## START Provided entries

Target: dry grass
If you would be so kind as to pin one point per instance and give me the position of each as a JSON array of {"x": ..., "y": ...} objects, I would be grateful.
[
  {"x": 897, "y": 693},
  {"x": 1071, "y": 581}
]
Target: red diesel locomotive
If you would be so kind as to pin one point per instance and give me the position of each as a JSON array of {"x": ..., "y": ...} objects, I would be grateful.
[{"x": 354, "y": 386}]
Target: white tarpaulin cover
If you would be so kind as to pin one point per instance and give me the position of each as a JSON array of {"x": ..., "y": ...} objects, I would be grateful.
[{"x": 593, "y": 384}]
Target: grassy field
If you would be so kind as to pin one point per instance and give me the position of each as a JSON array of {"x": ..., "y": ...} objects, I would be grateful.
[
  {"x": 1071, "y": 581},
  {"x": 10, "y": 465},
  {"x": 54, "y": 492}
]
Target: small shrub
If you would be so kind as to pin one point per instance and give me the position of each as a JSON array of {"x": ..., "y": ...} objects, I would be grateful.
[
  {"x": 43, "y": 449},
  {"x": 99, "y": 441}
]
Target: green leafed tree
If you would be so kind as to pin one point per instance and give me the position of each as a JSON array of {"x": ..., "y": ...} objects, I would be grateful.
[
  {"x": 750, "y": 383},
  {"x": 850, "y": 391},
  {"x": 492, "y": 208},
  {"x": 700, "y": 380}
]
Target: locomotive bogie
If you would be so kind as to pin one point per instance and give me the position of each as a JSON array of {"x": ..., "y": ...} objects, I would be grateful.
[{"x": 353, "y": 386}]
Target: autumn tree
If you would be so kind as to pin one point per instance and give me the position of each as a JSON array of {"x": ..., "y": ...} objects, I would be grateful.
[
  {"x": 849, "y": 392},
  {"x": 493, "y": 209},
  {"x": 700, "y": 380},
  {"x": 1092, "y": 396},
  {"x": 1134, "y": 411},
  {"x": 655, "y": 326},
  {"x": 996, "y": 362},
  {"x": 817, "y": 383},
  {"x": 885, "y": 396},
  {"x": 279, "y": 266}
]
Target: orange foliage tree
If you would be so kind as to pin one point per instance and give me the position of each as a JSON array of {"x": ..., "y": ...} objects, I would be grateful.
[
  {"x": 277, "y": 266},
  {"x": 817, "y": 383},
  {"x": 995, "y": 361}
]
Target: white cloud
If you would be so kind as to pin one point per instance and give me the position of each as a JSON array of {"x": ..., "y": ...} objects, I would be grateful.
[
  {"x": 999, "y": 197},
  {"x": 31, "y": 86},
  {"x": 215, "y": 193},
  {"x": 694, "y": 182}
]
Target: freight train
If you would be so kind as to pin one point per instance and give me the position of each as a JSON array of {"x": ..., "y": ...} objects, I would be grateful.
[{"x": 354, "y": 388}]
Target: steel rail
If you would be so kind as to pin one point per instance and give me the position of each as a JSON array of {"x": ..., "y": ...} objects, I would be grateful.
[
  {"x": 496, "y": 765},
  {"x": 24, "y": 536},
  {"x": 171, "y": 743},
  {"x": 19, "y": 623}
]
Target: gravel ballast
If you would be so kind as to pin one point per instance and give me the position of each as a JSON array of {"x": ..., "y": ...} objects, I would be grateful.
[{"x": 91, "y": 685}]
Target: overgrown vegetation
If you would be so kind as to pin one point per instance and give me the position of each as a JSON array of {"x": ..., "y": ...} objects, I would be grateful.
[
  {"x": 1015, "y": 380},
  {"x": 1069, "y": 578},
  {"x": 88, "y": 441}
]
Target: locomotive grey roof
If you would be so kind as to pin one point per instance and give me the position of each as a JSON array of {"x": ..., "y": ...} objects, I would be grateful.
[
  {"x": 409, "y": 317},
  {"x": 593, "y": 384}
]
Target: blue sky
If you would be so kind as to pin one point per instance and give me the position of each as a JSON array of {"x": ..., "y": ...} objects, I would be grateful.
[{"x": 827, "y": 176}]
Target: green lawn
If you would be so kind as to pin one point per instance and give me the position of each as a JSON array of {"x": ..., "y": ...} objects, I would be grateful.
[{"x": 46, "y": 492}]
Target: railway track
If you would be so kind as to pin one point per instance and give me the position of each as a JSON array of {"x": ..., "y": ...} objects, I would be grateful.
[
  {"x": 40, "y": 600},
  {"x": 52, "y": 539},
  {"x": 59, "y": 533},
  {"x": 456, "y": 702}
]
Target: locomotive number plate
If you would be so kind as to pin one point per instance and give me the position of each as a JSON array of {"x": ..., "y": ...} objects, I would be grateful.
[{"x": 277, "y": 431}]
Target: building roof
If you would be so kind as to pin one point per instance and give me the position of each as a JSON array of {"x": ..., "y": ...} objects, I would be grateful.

## END Provided entries

Instructions for the task: Copy out the lines starting at the one containing "Target: locomotive grey roof" and ending with the last line of the entries. Include nothing else.

Answer to the task:
Target: locomotive grey roof
If you would be so kind as to pin one point per instance and give me the position of each as a JSON array of {"x": ..., "y": ...} objects, I would be grateful.
[
  {"x": 409, "y": 317},
  {"x": 593, "y": 384}
]
Target: blue sky
If you would be so kind as to pin one point per instance and give me the position of each as a JSON array of {"x": ..., "y": ...} objects, I would be grateful.
[{"x": 827, "y": 176}]
Target: green lawn
If you would be so kind as to pin one point per instance and give me the position of each as a JSON array of {"x": ..., "y": ...} objects, I would be grateful.
[{"x": 46, "y": 492}]
Target: railway track
If you would be so kind as to pin one point per instance and give me the position of each as a JSON array of {"x": ..., "y": ...} objects, I would be grateful.
[
  {"x": 40, "y": 600},
  {"x": 52, "y": 539},
  {"x": 59, "y": 533},
  {"x": 456, "y": 702}
]
Target: locomotive number plate
If you would be so kind as to pin one point per instance and give me the position of each as a JSON array of {"x": ..., "y": ...} objects, I would be grateful.
[{"x": 277, "y": 431}]
Target: building roof
If you would be so kind as to pin one point per instance and give me the position of each as a JSON array of {"x": ..., "y": ...} objects, I would be grateful.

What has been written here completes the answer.